#### [Your goal]
Convert the material from the line containing "Security camera analysis — pinpoint the computer" through the line containing "top-left (757, 432), bottom-right (785, 465)", both included, into a two-column CSV with the headers instruction and boxes. Give one row per instruction with its boxes, and put each value in a single quoted field with line breaks replaced by spaces.

#### [Available data]
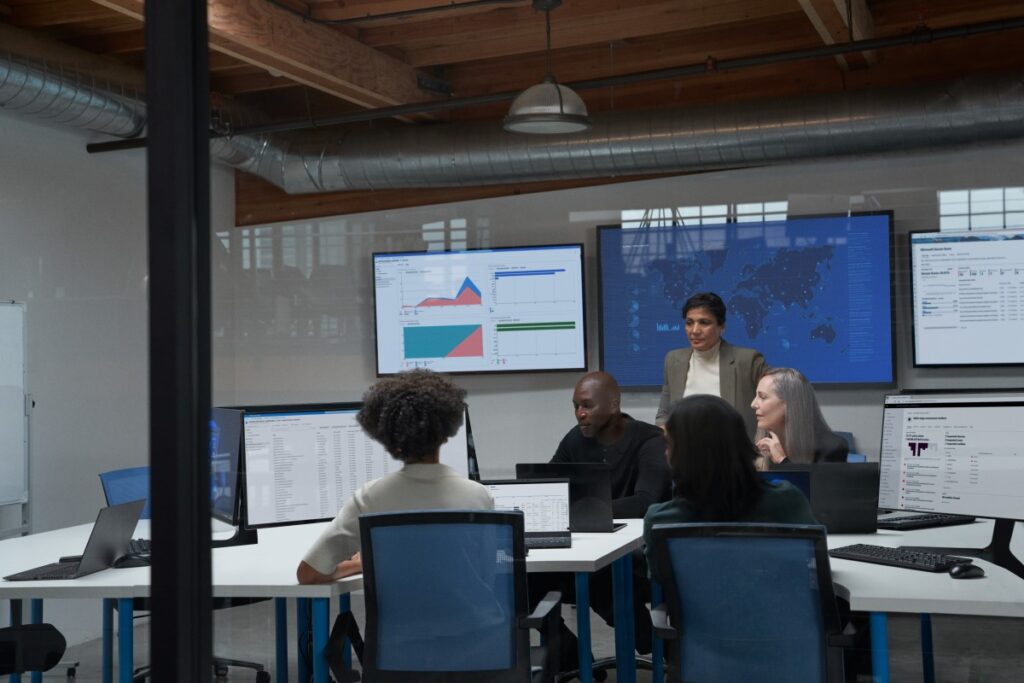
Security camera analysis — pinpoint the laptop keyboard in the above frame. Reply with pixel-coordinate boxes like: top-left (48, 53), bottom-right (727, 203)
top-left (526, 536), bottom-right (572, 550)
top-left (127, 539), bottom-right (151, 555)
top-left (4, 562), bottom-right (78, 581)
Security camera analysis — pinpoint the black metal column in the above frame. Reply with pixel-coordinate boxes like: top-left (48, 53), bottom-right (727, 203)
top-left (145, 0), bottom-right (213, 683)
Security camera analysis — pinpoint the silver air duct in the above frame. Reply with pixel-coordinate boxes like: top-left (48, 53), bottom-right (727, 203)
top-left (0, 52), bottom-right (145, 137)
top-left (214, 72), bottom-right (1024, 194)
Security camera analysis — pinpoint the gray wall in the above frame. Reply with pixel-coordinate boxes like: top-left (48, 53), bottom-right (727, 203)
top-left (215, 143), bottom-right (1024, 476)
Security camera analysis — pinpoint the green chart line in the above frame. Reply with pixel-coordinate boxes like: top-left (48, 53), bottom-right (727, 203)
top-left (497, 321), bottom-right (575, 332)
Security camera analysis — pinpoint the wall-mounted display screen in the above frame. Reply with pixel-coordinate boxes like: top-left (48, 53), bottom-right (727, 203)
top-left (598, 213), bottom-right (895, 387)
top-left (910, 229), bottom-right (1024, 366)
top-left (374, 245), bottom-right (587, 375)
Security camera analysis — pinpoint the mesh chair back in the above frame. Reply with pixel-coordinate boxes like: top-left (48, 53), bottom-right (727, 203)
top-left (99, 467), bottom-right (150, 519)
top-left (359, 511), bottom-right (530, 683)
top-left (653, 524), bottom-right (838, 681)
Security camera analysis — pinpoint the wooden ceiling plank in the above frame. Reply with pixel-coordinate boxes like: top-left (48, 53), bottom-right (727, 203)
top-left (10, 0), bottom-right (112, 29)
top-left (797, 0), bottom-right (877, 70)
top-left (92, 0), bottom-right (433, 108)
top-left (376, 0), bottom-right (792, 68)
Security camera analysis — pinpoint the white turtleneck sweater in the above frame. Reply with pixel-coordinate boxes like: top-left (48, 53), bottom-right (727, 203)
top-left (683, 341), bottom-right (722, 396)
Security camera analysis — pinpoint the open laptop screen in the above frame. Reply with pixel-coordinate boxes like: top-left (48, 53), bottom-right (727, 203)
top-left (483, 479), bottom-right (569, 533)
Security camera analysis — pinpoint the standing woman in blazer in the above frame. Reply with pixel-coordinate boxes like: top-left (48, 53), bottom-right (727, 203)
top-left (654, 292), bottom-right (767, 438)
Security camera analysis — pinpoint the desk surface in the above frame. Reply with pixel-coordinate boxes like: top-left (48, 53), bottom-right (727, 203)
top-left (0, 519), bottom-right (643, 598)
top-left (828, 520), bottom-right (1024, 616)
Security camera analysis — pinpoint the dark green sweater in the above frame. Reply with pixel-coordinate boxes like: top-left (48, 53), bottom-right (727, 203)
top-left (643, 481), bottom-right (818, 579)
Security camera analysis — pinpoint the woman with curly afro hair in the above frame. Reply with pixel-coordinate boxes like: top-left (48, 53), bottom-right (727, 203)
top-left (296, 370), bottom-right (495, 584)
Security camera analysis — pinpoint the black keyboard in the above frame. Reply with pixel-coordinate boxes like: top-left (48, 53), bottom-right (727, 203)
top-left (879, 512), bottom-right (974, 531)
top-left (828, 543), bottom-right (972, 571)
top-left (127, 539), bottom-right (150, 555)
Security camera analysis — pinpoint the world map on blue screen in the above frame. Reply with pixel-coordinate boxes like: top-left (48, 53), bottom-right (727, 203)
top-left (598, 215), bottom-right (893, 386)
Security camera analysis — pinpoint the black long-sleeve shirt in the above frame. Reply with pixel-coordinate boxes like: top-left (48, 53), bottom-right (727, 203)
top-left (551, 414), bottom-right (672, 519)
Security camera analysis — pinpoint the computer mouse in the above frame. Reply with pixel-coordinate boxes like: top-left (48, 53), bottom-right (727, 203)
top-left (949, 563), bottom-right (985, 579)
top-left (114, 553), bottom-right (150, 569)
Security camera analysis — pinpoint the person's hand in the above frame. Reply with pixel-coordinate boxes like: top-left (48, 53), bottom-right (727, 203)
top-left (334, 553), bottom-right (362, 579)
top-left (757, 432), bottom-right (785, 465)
---
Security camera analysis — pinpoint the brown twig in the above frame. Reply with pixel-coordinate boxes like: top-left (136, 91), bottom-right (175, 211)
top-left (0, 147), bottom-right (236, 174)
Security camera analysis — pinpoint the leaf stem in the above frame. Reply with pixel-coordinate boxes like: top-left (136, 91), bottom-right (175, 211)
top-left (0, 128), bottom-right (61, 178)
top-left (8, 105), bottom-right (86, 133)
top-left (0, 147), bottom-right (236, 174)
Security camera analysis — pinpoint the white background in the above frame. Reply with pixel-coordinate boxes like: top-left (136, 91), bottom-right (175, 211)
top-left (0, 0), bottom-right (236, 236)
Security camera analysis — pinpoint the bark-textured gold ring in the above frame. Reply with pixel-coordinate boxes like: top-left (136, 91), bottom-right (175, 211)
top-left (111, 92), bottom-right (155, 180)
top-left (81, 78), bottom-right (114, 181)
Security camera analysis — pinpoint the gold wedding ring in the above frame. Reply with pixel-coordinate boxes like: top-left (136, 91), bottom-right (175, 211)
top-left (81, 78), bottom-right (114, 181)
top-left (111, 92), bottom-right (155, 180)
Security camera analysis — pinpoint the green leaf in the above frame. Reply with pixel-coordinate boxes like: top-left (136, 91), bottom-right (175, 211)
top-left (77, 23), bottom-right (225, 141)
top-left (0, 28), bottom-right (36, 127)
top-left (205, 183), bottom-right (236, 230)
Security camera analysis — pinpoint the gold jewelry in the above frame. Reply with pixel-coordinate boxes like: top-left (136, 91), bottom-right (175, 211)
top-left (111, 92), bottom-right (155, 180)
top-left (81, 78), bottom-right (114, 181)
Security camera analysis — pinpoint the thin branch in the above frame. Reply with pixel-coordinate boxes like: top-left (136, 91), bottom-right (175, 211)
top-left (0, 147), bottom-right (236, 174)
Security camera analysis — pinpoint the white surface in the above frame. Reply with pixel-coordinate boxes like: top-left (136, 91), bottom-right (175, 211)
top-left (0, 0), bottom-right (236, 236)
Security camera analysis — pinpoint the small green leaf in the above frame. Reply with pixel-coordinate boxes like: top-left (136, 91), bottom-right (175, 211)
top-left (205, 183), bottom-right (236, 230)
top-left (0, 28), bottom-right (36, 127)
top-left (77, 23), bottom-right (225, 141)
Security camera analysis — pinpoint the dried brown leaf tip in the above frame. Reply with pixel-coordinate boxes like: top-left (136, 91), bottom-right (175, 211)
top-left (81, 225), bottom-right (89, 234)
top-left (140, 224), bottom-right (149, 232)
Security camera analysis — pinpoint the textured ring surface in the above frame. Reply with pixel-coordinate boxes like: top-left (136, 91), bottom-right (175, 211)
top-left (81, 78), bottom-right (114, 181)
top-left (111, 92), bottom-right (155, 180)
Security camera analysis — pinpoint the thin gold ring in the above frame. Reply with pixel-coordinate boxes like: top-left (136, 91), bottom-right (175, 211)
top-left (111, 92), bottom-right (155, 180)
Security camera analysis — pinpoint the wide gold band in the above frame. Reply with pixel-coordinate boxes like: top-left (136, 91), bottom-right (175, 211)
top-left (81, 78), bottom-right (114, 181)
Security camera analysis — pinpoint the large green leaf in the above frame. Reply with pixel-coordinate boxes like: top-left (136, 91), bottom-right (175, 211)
...
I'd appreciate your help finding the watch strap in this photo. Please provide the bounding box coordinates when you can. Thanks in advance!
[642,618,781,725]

#### [Exercise solution]
instruction,boxes
"Security camera analysis — pinpoint the computer mouse in the above frame. Reply with pixel-coordinate boxes like: top-left (48, 53), bottom-right (727, 203)","top-left (949, 563), bottom-right (985, 579) top-left (114, 553), bottom-right (150, 569)"
"Security camera analysis — pinpoint the person's hand in the above frame. Reply with pixel-coordinate boxes like: top-left (48, 53), bottom-right (727, 203)","top-left (334, 553), bottom-right (362, 579) top-left (757, 432), bottom-right (785, 465)"